Collected data

★ ★ ★

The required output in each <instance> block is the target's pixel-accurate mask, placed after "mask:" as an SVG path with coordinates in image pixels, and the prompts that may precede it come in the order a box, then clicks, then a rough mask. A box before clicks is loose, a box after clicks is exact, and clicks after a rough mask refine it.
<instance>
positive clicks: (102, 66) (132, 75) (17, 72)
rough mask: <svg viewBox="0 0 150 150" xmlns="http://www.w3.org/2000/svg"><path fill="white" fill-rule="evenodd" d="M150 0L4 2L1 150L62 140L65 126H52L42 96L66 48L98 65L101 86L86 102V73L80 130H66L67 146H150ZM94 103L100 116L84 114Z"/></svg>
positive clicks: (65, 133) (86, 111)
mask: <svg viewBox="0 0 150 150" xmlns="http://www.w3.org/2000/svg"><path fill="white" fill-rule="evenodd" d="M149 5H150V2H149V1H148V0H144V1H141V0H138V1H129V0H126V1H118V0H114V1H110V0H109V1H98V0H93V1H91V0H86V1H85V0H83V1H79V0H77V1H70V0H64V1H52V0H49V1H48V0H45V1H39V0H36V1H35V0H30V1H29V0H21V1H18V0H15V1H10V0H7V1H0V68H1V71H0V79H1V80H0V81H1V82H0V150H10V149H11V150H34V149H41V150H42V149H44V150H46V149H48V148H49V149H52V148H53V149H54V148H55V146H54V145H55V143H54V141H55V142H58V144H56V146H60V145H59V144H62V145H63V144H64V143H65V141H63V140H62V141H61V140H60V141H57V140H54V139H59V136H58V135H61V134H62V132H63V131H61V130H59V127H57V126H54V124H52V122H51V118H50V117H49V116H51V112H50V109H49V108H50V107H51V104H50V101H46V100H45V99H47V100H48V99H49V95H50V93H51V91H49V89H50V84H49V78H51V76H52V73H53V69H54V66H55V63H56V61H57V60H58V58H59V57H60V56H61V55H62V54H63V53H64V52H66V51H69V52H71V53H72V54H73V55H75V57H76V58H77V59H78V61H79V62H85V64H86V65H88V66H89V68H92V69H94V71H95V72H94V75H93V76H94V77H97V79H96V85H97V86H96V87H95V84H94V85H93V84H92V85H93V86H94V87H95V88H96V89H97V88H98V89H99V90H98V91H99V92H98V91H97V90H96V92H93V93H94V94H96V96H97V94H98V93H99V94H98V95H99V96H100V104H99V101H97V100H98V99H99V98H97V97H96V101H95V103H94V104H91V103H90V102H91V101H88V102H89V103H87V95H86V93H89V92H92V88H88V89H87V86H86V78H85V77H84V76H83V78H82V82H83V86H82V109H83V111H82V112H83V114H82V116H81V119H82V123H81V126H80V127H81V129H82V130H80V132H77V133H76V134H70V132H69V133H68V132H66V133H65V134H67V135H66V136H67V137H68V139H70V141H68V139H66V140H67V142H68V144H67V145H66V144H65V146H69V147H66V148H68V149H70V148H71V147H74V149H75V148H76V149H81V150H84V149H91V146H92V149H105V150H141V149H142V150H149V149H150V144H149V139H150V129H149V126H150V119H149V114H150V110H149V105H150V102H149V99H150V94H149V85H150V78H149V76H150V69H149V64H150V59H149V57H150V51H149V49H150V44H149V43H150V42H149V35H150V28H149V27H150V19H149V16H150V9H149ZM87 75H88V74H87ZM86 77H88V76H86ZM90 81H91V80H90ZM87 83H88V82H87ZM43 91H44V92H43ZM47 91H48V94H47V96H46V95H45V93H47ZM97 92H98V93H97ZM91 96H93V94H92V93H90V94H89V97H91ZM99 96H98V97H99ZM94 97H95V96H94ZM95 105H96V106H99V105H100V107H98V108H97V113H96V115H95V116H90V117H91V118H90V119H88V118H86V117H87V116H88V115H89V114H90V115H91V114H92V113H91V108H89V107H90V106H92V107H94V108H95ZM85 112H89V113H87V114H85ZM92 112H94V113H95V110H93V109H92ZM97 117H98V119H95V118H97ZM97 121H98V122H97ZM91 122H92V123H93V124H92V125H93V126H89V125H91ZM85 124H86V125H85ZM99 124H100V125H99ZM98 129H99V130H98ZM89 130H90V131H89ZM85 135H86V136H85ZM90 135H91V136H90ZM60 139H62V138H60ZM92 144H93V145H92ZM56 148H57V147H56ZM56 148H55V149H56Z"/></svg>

★ ★ ★

Problem description
Only an exact retyping of the full data will do.

Exercise solution
The required output in each <instance> block is the target's pixel-accurate mask, placed after "mask:" as an SVG path with coordinates in image pixels, and the prompts that may precede it come in the order a box, then clicks, then a rough mask. A box before clicks is loose, a box after clicks is exact, and clicks after a rough mask refine it.
<instance>
positive clicks: (102, 66) (132, 75) (17, 72)
rough mask: <svg viewBox="0 0 150 150" xmlns="http://www.w3.org/2000/svg"><path fill="white" fill-rule="evenodd" d="M150 0L4 2L1 150L62 140L65 126H52L42 96L66 48L98 65L101 86L86 102V73L80 130H66L67 146H150ZM94 103L100 116L84 114Z"/></svg>
positive clicks: (65, 133) (86, 111)
mask: <svg viewBox="0 0 150 150" xmlns="http://www.w3.org/2000/svg"><path fill="white" fill-rule="evenodd" d="M149 5H150V2H149V1H148V0H144V1H141V0H138V1H129V0H126V1H118V0H114V1H110V0H109V1H98V0H93V1H91V0H86V1H85V0H83V1H79V0H77V1H70V0H64V1H52V0H49V1H48V0H45V1H39V0H36V1H35V0H30V1H29V0H21V1H18V0H15V1H10V0H7V1H0V68H1V71H0V79H1V80H0V81H1V82H0V150H10V149H11V150H34V149H41V150H42V149H44V150H46V149H48V148H49V149H52V148H53V149H54V148H55V146H54V145H55V143H54V141H55V142H58V144H56V146H60V145H59V144H62V145H63V144H64V143H65V141H63V140H62V141H61V140H60V141H57V140H54V139H59V136H58V135H61V134H62V132H63V131H61V130H59V127H57V126H54V124H52V122H51V118H50V117H49V116H51V112H50V109H49V108H50V107H51V104H50V101H46V100H45V99H47V100H48V99H49V95H50V93H51V91H49V89H50V84H49V78H51V76H52V73H53V69H54V66H55V63H56V61H57V60H58V58H59V57H60V56H61V55H62V54H63V53H64V52H66V51H69V52H71V53H72V54H73V55H75V57H76V58H77V59H78V61H79V62H85V64H86V65H88V66H89V68H92V69H94V71H95V72H94V75H93V76H94V77H97V79H96V85H97V86H96V87H95V84H94V85H93V84H92V85H93V86H94V87H95V88H96V89H97V88H98V89H99V90H98V91H99V92H98V91H97V90H96V92H93V93H94V94H96V96H97V94H98V93H99V94H98V95H99V96H100V104H99V101H97V100H98V99H99V98H97V97H96V101H95V103H94V104H91V103H90V102H91V101H88V102H89V103H87V95H86V93H89V92H92V88H88V89H87V86H86V78H85V77H84V76H83V78H82V82H83V86H82V109H83V111H82V112H83V114H82V116H81V119H82V123H81V126H80V127H81V129H82V130H80V132H77V133H76V134H70V132H69V133H68V132H66V133H65V134H67V135H66V136H67V137H68V139H70V141H68V139H66V140H67V142H68V144H67V145H66V144H65V146H69V147H66V148H68V149H70V148H71V147H74V149H75V148H76V149H81V150H84V149H91V146H92V149H105V150H141V149H142V150H149V149H150V144H149V139H150V129H149V126H150V119H149V114H150V110H149V105H150V102H149V99H150V94H149V85H150V78H149V76H150V69H149V64H150V59H149V57H150V51H149V49H150V44H149V43H150V42H149V35H150V28H149V27H150V19H149V16H150V9H149ZM87 75H88V74H87ZM86 77H88V76H86ZM90 81H91V80H90ZM87 83H88V82H87ZM43 91H44V92H43ZM47 91H48V94H47V96H46V95H45V93H47ZM97 92H98V93H97ZM91 96H93V94H92V93H90V94H89V97H91ZM99 96H98V97H99ZM94 97H95V96H94ZM95 105H96V106H99V105H100V107H98V108H97V113H96V115H95V116H90V117H91V118H90V119H88V118H86V117H87V116H88V115H89V114H90V115H91V114H92V113H91V108H89V107H90V106H92V107H94V108H95ZM85 112H89V113H87V114H85ZM92 112H94V113H95V110H93V109H92ZM97 117H98V119H95V118H97ZM97 121H98V122H97ZM91 122H92V123H93V124H92V125H93V126H89V125H91ZM85 124H86V125H85ZM99 124H100V125H99ZM98 129H99V130H98ZM89 130H90V131H89ZM85 135H86V136H85ZM90 135H91V136H90ZM60 139H62V138H60ZM92 144H93V145H92ZM56 148H57V147H56ZM56 148H55V149H56Z"/></svg>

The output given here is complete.